→ TEXTAUSZUG:
Die Hamburger Jungs Fiete und Olli stehen für diese Bewegung. Mit bürgerlichem Namen heißen sie Friedrich Matthies und Oliver Wesseloh. Beide haben nach einer Weltreise in Sachen Bier die vielleicht spektakulärste Mission angetreten: Hamburg mit Biersorten zu versorgen, die es bislang hier nicht gab oder die in Vergessenheit geraten sind. Passenderweise haben sie ihre Brauerei Kehrwieder getauft und das gleich aus mehreren Gründen. „Die Vielfalt soll zurückkehren“, sagt Wesseloh, „weltweit gibt es 140 verschiedene Bierstile. Nur ein Bruchteil wird in Deutschland gebraut.“ Kehrwieder, so hieß auch der Gruß in Hamburg, mit dem zur See fahrende Männer von ihren Familien verabschiedet wurden. Die Brauer Fiete und Olli haben sich in die Welt gewagt und sind in der Heimat angekommen. „Wir sind Hamburger“, lautet die knappe Antwort auf die Frage, warum es sie dann doch zurück an die Elbe gedrängt hat. „Am Ende landen sie alle hier“, sagt Matthies.
Für Brauer ist die Stadt an der Elbe traditionsreicher Grund. Die ersten Biere – gekeimtes Getreide wird in Wasser gekocht und mit Hopfen versetzt – sollen hier vor über 1000 Jahren im Schatten der Hammaburg gebraut worden sein. Auch der grandios gefälschte Freibrief des Kaisers Barbarossa, der den Aufstieg der Stadt zur Metropole ermöglichte, erwähnt bereits Strafen für falsche Biermaße. Schon 1270 wurde nachweislich Bier aus Hamburg nach Norwegen und Gotland exportiert. In der Blütezeit der Branche, der zweiten Hälfte des 14. Jahrhunderts, waren unter 8000 Einwohnern 457 Brauer oder Bierexporteure. War am Ende der ehrbare Kaufmann ein ehrbarer Brauer?

→ AUFGABENSTELLUNG:
Setzen Sie den Text über das Bierbrauen in Hamburg im Anschluss an seinen letzten Satz fort.

→ DATENABSCHNITT:
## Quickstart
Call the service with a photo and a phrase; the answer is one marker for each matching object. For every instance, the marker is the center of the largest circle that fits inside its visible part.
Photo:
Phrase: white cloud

→ LÖSUNG DER AUFGABE:
Störtebeker soll vier Liter ohne Absetzen getrunken haben
Der Freibeuter Klaus Störtebeker, dessen Trinkfestigkeit legendär war, soll vier Liter ohne Absetzen getrunken haben. Auch durch seine Kehle dürfte Hamburger Bier gerauscht sein – immerhin war die Stadt das Brauhaus der Hanse. Noch heute kündet der Stadtplan von alten Geschäften: Am Hopfenmarkt wurde selbiger seit 1353 gehandelt, es gibt den Brauerknechtgraben, den Brauhausstieg, die Brauhausstraße. An Alster und Fleeten waren die Brauer zu Hause, sie konzentrierten sich auf dem Cremon und der Grimminsel. Auch der Hafen wäre ohne den Gerstensaft kaum denkbar – das wichtigste Exportprodukt war lange Zeit Bier. Im 14. Jahrhundert dürften pro Jahr mehr als 100.000 Hektoliter Bier die Stadt auf großen „Koggen“ gen Flandern, Holland, Skandinavien oder ins Baltikum verschifft worden sein.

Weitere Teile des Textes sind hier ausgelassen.